We all know how frustrating it can be when you get struck down with a cough, cold, sore throat, flu or even nasal congestion.
It can make you feel rough and impact on your day-to-day lifestyle. Booking an appointment with your GP might seem like the best option,
but in most cases you can save yourself the hassle and pop into your local pharmacy instead.
Martin Todd of the Men’s Health Forum says: “The stats show that men don’t visit their GPs as often as women and are more likely to go soldier on and go to work when ill,
but all the same a surprising number of us take time out of our already busy schedules to visit the GP or even A&E.
It’s not necessary. A visit to your local pharmacist can be quick, convenient and more effective since often they don’t need antibiotics and other drugs that only a doctor can prescribe.
Your pharmacist can advise on how easy it can be to treat coughs and colds at home.”
See below for answers to some of the most frequently asked questions and find out what you can do differently.
1. I’ve always headed to my GP when I am suffering with cold and flu symptoms, isn’t this the right thing to do?
35% of men who admit to visiting their GP for a cold say that they made the trip because the thought they needed antibiotics.
What a lot of people don’t know is that antibiotics aren’t actually effective at treating coughs,
colds and sore throats and can lead to resistance which means that your body gradually starts to get used to their effects.
When you do them need to treat a bacterial infection, they may not work.
2. My family has used the same doctor for years and I am more comfortable visiting my GP than talking to a stranger, why should I see a pharmacist?
On average, men said they wait less than 5 minutes to see their pharmacist for cold and flu compared to a 3 ½ day wait just for a GP appointment. 18% even reported waiting more than a week.
Just think of all the time you’ll save so you can spend more time doing the things that really matter to you rather than sitting in a doctor’s surgery.
3. Don’t pharmacists just dish out medicines that have been prescribed by my GP? Will they really be able to give me personalised advice?
Pharmacists train for 5 years and whilst they are qualified to dispense prescription medicines, they can also provide you with specific treatment advice for your
individual symptoms and recommend which over-the-counter medicines will be best for you. If your symptoms are more serious, they can advise you on whether you need to see your GP.

Source data>
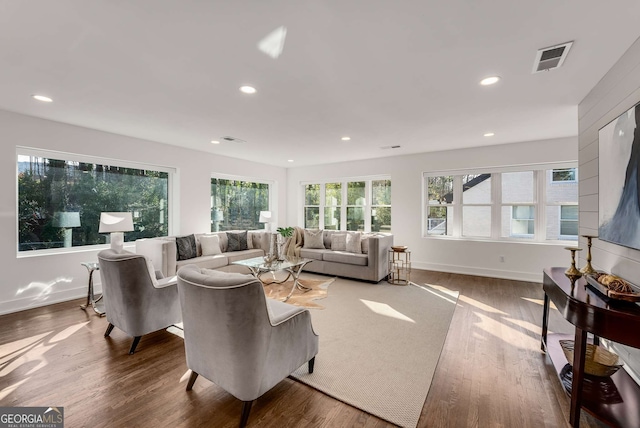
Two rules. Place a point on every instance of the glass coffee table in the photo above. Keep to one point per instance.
(293, 266)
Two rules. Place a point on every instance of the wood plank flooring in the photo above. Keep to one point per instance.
(491, 372)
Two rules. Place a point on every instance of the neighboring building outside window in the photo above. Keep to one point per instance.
(355, 204)
(236, 204)
(510, 204)
(61, 196)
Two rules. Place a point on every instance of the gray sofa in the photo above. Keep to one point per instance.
(369, 265)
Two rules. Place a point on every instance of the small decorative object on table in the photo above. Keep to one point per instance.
(612, 287)
(588, 269)
(597, 360)
(399, 265)
(573, 273)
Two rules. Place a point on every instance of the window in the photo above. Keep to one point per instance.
(565, 174)
(509, 203)
(236, 204)
(312, 206)
(440, 205)
(60, 198)
(345, 205)
(381, 206)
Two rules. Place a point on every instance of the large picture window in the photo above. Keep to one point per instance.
(236, 204)
(60, 200)
(356, 204)
(512, 203)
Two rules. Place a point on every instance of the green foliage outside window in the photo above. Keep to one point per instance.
(47, 187)
(236, 204)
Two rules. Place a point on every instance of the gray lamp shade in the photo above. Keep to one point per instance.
(115, 222)
(66, 219)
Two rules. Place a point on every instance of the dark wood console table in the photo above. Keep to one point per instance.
(614, 400)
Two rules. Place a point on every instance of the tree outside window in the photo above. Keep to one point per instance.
(236, 204)
(53, 191)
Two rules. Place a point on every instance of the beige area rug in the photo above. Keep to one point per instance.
(319, 290)
(379, 346)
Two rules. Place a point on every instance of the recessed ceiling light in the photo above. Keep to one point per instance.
(42, 98)
(489, 80)
(248, 89)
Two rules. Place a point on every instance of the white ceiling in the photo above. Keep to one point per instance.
(385, 73)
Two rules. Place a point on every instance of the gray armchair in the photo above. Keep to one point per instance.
(237, 338)
(135, 300)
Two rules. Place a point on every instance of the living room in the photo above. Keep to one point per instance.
(45, 278)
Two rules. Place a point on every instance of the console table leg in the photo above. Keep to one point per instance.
(579, 348)
(545, 323)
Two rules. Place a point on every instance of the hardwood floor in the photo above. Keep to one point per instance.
(491, 372)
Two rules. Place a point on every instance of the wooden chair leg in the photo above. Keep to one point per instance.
(109, 328)
(192, 380)
(246, 408)
(136, 340)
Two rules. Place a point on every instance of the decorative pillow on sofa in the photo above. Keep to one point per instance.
(364, 240)
(186, 247)
(237, 241)
(210, 245)
(353, 243)
(313, 239)
(339, 242)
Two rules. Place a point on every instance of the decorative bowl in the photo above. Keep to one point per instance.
(597, 360)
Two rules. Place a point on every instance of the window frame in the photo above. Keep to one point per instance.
(367, 207)
(272, 193)
(172, 176)
(539, 202)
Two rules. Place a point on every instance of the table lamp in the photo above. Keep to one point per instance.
(265, 217)
(116, 224)
(66, 220)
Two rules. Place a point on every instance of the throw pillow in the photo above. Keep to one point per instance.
(210, 245)
(186, 247)
(364, 240)
(313, 239)
(339, 242)
(353, 243)
(237, 241)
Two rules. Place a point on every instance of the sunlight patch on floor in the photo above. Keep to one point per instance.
(439, 292)
(480, 305)
(386, 310)
(498, 329)
(539, 302)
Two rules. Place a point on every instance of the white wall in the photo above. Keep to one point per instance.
(618, 91)
(38, 280)
(522, 260)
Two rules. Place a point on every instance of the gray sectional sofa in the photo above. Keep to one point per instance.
(370, 264)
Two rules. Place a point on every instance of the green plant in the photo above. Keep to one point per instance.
(286, 232)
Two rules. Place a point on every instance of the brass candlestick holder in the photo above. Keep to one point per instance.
(573, 273)
(588, 269)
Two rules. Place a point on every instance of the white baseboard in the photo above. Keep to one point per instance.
(477, 271)
(31, 302)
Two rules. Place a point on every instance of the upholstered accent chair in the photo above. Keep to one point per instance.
(237, 338)
(136, 301)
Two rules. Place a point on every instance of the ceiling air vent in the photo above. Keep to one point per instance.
(232, 139)
(551, 57)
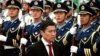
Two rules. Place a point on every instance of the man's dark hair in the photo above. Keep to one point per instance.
(45, 24)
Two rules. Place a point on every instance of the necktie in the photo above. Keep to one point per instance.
(50, 50)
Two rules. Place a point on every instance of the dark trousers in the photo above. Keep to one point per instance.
(12, 52)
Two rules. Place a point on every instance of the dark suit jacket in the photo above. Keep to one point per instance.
(39, 49)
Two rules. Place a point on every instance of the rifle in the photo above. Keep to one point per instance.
(23, 34)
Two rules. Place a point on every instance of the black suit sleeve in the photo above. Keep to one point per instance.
(31, 51)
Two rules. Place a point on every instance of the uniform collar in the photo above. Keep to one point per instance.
(68, 19)
(60, 26)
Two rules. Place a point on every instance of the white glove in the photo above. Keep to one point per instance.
(23, 41)
(73, 49)
(3, 38)
(22, 25)
(73, 30)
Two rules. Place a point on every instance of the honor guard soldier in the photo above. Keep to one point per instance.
(32, 30)
(96, 20)
(71, 9)
(85, 35)
(26, 15)
(60, 11)
(48, 8)
(11, 29)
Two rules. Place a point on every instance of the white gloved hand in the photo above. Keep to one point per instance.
(73, 30)
(22, 25)
(3, 38)
(23, 41)
(73, 49)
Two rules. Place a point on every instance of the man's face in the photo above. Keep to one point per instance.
(85, 19)
(49, 34)
(47, 11)
(36, 13)
(25, 7)
(13, 12)
(60, 16)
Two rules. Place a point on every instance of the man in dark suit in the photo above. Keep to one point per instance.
(46, 46)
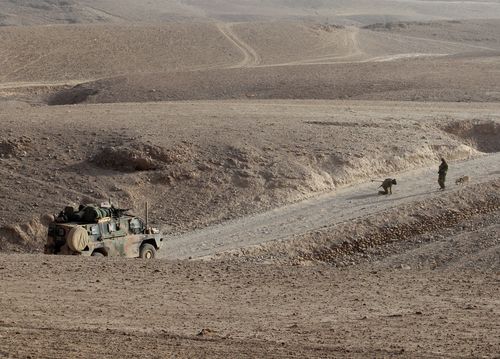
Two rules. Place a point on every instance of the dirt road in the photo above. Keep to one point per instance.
(332, 208)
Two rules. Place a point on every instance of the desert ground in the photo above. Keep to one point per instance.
(259, 133)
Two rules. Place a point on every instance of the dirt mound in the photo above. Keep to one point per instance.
(479, 134)
(72, 96)
(14, 147)
(26, 237)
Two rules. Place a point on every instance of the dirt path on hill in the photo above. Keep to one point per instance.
(328, 209)
(250, 57)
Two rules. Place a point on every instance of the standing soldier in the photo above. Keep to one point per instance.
(443, 169)
(387, 185)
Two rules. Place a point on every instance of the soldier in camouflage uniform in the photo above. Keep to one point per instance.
(443, 169)
(387, 186)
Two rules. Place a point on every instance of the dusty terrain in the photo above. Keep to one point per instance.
(30, 12)
(273, 60)
(258, 132)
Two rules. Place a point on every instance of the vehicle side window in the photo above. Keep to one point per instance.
(111, 227)
(135, 226)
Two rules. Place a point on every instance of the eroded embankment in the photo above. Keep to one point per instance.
(192, 184)
(358, 240)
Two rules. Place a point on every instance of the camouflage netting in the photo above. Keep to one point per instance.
(88, 214)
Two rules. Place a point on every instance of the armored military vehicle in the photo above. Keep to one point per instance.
(102, 231)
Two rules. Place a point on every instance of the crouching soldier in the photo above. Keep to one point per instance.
(387, 186)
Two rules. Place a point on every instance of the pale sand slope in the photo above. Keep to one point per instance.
(327, 210)
(200, 163)
(241, 60)
(29, 12)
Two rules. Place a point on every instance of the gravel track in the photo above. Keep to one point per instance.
(325, 210)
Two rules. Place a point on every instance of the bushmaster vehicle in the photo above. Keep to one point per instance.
(102, 231)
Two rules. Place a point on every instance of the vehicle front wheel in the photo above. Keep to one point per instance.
(147, 251)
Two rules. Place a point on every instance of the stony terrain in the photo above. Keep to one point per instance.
(258, 132)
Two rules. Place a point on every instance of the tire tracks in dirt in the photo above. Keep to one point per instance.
(250, 57)
(325, 210)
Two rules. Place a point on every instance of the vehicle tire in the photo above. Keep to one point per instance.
(147, 251)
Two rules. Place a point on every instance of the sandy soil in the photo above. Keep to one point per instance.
(29, 12)
(76, 308)
(278, 60)
(293, 254)
(201, 163)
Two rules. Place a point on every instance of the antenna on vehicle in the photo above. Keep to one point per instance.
(147, 215)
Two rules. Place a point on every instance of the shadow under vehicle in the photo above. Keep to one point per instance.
(102, 231)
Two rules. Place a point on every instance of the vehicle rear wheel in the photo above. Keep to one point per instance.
(147, 251)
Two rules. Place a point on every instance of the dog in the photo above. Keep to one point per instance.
(462, 180)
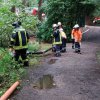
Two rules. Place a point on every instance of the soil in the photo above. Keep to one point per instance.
(76, 76)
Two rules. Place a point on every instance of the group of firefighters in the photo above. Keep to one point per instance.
(20, 39)
(59, 39)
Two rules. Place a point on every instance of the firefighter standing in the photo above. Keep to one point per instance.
(19, 41)
(63, 36)
(57, 40)
(77, 36)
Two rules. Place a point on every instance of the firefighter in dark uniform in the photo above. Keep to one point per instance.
(19, 42)
(57, 41)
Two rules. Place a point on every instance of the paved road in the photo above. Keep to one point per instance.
(77, 76)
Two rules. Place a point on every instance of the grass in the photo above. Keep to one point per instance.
(11, 71)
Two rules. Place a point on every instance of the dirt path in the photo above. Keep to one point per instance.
(77, 76)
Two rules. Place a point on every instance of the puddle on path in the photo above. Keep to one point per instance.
(45, 82)
(52, 61)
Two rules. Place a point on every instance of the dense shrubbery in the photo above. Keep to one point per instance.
(7, 17)
(69, 12)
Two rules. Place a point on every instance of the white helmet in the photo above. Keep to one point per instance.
(59, 23)
(54, 25)
(76, 26)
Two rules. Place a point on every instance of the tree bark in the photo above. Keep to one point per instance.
(39, 10)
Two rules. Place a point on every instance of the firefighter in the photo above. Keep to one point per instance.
(63, 35)
(57, 40)
(77, 36)
(19, 41)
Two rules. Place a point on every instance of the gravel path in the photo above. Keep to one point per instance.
(77, 76)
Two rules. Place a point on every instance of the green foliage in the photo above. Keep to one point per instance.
(33, 46)
(7, 18)
(69, 12)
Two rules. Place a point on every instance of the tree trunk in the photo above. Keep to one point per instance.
(39, 10)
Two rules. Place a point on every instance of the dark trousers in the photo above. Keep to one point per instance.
(63, 48)
(58, 50)
(77, 47)
(73, 43)
(22, 53)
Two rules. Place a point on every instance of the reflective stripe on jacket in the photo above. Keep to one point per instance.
(57, 37)
(77, 35)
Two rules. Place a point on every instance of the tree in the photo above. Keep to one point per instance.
(69, 12)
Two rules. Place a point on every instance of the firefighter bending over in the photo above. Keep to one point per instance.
(77, 36)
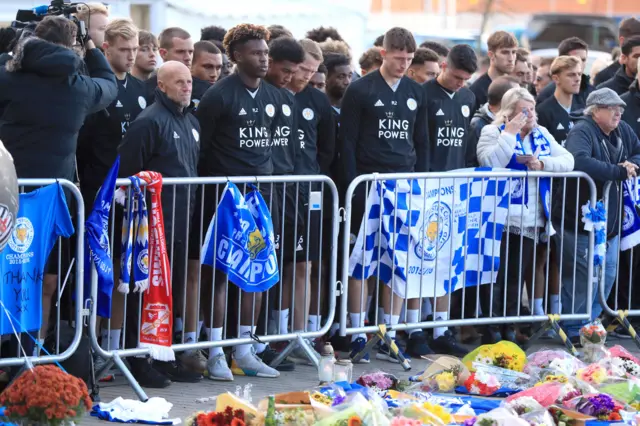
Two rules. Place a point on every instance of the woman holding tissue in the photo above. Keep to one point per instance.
(516, 141)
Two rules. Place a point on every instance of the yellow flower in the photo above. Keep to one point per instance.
(446, 381)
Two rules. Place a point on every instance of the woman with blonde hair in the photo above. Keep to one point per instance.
(516, 141)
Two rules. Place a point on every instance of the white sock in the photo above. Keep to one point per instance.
(554, 303)
(105, 344)
(413, 317)
(439, 331)
(314, 322)
(357, 320)
(538, 306)
(284, 321)
(214, 335)
(241, 350)
(114, 339)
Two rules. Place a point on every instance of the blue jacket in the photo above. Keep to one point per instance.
(586, 141)
(46, 100)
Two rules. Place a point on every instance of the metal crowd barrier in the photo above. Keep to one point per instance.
(319, 282)
(71, 274)
(539, 271)
(622, 302)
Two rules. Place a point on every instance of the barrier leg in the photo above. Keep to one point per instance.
(132, 381)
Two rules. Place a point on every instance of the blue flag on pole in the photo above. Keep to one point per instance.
(97, 241)
(240, 241)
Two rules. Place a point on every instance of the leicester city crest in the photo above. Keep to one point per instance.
(435, 231)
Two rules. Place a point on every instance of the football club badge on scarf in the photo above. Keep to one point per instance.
(97, 240)
(427, 239)
(240, 241)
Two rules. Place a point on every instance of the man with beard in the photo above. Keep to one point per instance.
(146, 58)
(373, 105)
(238, 116)
(625, 75)
(572, 46)
(502, 53)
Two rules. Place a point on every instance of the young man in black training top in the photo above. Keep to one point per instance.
(502, 53)
(553, 113)
(572, 46)
(625, 75)
(628, 28)
(238, 116)
(450, 106)
(99, 139)
(383, 128)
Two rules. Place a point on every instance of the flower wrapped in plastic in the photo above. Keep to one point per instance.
(480, 383)
(593, 337)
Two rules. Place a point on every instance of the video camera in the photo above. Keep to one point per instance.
(28, 17)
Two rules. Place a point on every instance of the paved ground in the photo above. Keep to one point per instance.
(183, 396)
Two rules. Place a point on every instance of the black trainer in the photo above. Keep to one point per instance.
(448, 345)
(268, 355)
(417, 345)
(175, 371)
(146, 375)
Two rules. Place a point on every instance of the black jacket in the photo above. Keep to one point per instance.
(593, 154)
(579, 100)
(165, 139)
(47, 101)
(632, 111)
(619, 83)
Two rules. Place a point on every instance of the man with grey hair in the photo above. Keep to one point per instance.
(607, 149)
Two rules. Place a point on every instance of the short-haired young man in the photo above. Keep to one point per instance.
(543, 76)
(425, 66)
(238, 116)
(625, 75)
(521, 69)
(370, 60)
(553, 113)
(319, 79)
(146, 58)
(628, 28)
(175, 45)
(383, 128)
(95, 17)
(573, 46)
(449, 108)
(502, 53)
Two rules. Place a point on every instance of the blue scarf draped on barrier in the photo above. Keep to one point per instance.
(97, 240)
(240, 240)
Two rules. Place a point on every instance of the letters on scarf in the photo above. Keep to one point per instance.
(97, 244)
(630, 236)
(240, 240)
(427, 239)
(157, 322)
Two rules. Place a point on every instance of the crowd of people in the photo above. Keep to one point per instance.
(253, 100)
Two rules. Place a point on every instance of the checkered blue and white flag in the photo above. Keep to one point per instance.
(432, 236)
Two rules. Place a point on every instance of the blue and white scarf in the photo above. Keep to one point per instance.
(538, 145)
(135, 245)
(630, 218)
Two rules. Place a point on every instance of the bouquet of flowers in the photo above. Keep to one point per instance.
(600, 405)
(592, 337)
(229, 417)
(480, 383)
(45, 395)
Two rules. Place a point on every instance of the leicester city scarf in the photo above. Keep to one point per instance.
(630, 218)
(97, 240)
(537, 145)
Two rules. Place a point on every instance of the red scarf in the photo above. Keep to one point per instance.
(157, 302)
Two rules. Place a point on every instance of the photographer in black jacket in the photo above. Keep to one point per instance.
(44, 73)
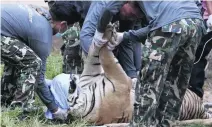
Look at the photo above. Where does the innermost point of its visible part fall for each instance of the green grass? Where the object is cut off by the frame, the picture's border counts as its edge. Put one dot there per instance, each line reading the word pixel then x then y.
pixel 9 118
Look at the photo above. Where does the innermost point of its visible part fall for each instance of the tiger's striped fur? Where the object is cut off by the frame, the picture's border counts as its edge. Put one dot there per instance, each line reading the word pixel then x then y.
pixel 192 107
pixel 104 90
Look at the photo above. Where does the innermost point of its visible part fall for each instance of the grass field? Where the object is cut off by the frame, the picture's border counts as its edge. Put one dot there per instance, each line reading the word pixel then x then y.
pixel 9 118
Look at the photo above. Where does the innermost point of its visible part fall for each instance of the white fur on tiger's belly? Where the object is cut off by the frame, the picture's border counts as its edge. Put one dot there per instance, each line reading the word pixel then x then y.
pixel 192 107
pixel 98 103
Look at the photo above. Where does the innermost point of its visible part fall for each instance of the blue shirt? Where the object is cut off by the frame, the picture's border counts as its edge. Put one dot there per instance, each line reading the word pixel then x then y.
pixel 158 14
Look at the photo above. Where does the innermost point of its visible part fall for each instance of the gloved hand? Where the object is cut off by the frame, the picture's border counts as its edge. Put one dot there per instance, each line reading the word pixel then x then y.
pixel 117 39
pixel 209 22
pixel 98 39
pixel 60 114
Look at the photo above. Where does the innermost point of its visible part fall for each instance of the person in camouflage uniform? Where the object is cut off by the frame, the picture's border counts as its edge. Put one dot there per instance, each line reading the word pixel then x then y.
pixel 21 69
pixel 26 42
pixel 175 30
pixel 71 51
pixel 168 58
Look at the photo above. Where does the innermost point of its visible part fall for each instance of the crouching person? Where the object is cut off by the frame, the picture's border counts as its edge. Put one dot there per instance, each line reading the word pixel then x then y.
pixel 26 40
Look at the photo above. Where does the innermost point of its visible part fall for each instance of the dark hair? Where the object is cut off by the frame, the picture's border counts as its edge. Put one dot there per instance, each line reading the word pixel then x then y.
pixel 64 11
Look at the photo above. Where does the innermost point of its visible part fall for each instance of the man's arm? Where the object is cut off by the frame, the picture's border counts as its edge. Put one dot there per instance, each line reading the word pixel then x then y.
pixel 110 10
pixel 209 6
pixel 136 35
pixel 89 26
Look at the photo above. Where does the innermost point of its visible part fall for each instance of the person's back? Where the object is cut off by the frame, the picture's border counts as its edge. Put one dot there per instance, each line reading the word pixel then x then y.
pixel 24 23
pixel 160 13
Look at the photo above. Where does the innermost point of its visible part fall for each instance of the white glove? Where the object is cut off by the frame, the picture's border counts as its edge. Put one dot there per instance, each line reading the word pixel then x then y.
pixel 209 22
pixel 98 39
pixel 60 114
pixel 116 41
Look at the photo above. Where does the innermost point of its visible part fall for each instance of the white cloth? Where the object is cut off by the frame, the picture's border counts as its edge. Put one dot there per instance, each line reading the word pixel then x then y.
pixel 59 87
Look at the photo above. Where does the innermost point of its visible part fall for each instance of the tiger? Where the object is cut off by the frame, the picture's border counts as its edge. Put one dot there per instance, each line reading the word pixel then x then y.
pixel 193 108
pixel 104 92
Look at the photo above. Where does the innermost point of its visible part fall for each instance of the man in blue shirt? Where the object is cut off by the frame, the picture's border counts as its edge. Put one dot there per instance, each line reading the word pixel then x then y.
pixel 176 28
pixel 26 41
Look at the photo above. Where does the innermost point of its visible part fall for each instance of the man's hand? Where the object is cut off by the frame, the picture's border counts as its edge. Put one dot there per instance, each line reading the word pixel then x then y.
pixel 60 114
pixel 209 22
pixel 98 39
pixel 117 39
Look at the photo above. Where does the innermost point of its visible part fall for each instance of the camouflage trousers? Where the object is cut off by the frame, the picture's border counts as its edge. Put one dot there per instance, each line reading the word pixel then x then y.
pixel 168 57
pixel 21 69
pixel 72 58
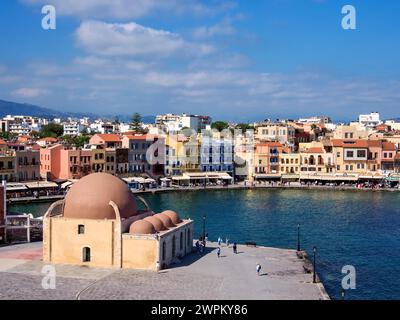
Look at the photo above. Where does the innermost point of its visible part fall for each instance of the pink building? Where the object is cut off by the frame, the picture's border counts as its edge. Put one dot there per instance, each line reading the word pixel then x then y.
pixel 106 140
pixel 58 163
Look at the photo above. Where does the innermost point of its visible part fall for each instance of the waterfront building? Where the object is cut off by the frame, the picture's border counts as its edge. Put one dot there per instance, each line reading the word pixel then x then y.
pixel 174 154
pixel 27 164
pixel 316 159
pixel 146 154
pixel 350 132
pixel 106 140
pixel 279 132
pixel 73 128
pixel 7 165
pixel 351 156
pixel 98 224
pixel 216 153
pixel 289 164
pixel 266 160
pixel 369 120
pixel 175 123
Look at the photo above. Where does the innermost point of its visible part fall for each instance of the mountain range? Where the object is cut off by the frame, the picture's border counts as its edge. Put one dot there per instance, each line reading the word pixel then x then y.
pixel 15 108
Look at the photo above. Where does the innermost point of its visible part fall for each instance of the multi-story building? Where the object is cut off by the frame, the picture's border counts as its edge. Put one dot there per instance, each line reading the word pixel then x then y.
pixel 289 163
pixel 216 153
pixel 369 120
pixel 350 132
pixel 279 132
pixel 175 123
pixel 266 157
pixel 27 165
pixel 350 156
pixel 316 160
pixel 73 128
pixel 7 165
pixel 146 154
pixel 106 140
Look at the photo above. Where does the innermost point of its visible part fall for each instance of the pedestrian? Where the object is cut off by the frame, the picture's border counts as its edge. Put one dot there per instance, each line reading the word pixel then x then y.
pixel 258 268
pixel 234 248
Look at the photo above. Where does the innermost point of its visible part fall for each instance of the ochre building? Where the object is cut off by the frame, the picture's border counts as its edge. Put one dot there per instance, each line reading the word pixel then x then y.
pixel 99 224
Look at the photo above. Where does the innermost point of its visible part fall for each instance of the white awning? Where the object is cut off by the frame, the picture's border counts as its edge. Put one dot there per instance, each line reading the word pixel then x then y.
pixel 41 184
pixel 16 187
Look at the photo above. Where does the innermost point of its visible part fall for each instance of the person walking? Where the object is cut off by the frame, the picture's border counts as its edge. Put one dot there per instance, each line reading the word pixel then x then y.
pixel 258 268
pixel 234 248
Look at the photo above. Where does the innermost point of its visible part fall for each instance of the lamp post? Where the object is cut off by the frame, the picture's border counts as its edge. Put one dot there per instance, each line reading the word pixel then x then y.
pixel 204 230
pixel 314 271
pixel 298 237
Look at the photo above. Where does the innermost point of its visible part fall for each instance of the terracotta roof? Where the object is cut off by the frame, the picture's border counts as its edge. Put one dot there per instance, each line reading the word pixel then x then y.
pixel 48 139
pixel 388 146
pixel 315 150
pixel 269 144
pixel 350 143
pixel 109 137
pixel 148 137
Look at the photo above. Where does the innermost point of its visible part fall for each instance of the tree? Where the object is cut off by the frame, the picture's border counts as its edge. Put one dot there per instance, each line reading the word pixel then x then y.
pixel 220 125
pixel 244 127
pixel 52 130
pixel 136 122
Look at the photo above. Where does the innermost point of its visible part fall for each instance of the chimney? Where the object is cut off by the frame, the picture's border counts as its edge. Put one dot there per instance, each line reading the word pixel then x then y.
pixel 3 188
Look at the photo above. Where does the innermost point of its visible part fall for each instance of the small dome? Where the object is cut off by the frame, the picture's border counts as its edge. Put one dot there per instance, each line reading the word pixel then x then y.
pixel 156 222
pixel 173 216
pixel 89 198
pixel 141 227
pixel 167 222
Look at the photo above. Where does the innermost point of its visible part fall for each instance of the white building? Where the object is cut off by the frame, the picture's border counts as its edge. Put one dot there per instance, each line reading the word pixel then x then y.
pixel 175 123
pixel 369 120
pixel 73 128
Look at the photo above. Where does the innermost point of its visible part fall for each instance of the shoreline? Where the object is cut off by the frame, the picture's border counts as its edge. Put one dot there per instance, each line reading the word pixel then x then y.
pixel 46 199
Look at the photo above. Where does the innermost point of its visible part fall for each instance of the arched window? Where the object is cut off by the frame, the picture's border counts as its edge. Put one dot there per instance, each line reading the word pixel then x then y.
pixel 86 256
pixel 163 255
pixel 173 246
pixel 188 238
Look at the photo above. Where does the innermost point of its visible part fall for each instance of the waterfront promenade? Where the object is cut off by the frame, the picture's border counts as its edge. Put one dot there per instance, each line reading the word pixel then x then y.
pixel 197 277
pixel 238 186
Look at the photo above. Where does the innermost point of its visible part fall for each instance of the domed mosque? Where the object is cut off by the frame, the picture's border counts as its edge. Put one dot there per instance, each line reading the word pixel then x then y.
pixel 99 224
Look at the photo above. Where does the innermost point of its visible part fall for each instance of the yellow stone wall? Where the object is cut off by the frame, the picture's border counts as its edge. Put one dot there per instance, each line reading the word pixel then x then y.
pixel 139 252
pixel 66 245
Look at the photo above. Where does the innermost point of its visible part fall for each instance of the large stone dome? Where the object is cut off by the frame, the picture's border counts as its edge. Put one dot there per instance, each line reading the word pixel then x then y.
pixel 89 198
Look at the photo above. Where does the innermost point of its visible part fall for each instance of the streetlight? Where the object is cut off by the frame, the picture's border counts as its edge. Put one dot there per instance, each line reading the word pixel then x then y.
pixel 314 273
pixel 204 230
pixel 298 237
pixel 343 293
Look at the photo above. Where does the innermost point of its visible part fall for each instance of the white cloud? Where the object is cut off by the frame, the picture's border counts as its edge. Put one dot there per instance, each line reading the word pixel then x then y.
pixel 127 9
pixel 132 39
pixel 29 92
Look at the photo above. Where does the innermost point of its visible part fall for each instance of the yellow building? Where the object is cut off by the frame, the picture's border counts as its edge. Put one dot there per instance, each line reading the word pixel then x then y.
pixel 99 224
pixel 290 163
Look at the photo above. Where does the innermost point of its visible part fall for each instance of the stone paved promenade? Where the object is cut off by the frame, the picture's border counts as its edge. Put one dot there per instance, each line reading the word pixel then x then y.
pixel 196 277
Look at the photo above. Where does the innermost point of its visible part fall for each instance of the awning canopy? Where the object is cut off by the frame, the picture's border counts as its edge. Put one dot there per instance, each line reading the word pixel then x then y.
pixel 16 187
pixel 41 185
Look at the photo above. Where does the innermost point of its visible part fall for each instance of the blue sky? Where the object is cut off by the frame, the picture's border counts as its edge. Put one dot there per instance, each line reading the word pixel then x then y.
pixel 236 60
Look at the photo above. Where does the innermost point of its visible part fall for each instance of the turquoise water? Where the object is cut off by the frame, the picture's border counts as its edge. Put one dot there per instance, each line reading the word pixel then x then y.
pixel 349 228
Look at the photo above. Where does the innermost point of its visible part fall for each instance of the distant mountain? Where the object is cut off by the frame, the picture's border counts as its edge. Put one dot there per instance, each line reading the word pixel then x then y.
pixel 14 108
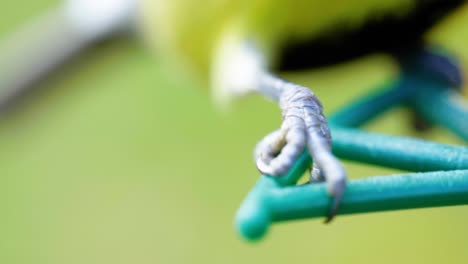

Work request A> Retype the passage from the article on seeing a pharmacist for colds, from "What a lot of" up to and including "than a week.".
Work request B> Write the next part of the article on seeing a pharmacist for colds, picking up after its last sentence.

Task result A>
What a lot of people don’t know is that antibiotics aren’t actually effective at treating coughs,
colds and sore throats and can lead to resistance which means that your body gradually starts to get used to their effects.
When you do them need to treat a bacterial infection, they may not work.
2. My family has used the same doctor for years and I am more comfortable visiting my GP than talking to a stranger, why should I see a pharmacist?
On average, men said they wait less than 5 minutes to see their pharmacist for cold and flu compared to a 3 ½ day wait just for a GP appointment. 18% even reported waiting more than a week.

Task result B>
4. I’m in full time employment therefore it’s really difficult for me to get away from work to even speak to a pharmacist for advice.
I tend to just put up with my symptoms, do you have any suggestions?
When you work full time or are self-employed, it can be difficult to find time to pop into a pharmacy.
However, a lot of pharmacies do now have extended opening hours (often open until 7pm on selected days of week) and pharmacies within
supermarkets tend to be open later as well (some as late as 10pm).
Click here to find your nearest pharmacy and check the opening times so that you can find a time which won’t disrupt your working day.
5. I’ve been suffering with a cold for around five days, and whist I don’t think it is serious, I am pretty fed up surely now it is time to go to my GP for antibiotics?
Having a cold for around 5 days can be really frustrating and make you feel pretty rough, however, what a lot us aren’t aware of is that it’s very normal for a cold to last up to 1 ½ weeks.
The majority of colds are caused by a virus, therefore no matter how long you’ve had symptoms for, antibiotics won’t help. Next time you pass your local pharmacy,
pop in and ask the pharmacist for advice. If you are concerned your symptoms are more serious check out the warning signs here which indicate you might need to see your GP.
6. How long can I expect other symptoms such as flu, nasal congestion, a sore throat or cough to last?
Symptoms will last for longer than you might think. An ear infection can last for at least 4 days, a sore throat can cause discomfort for 1 week, flu for 2 weeks, nasal congestion up to 2 ½ weeks and a cough can last up to 3 weeks. If symptoms persist for longer than these time periods then you might need to visit your GP.
7. What can I do at home to beat cold and flu symptoms?
Take comfort at home if you are suffering with cold and flu symptoms and take advantage of the sofa. Drink plenty of fluids and use the opportunity to catch up on some TV.
If your temperature is high, try taking a paracetamol or ibuprofen. Lozenges can help with sore throats and it is also helpful to cut back on smoking to avoid irritating your throat any further.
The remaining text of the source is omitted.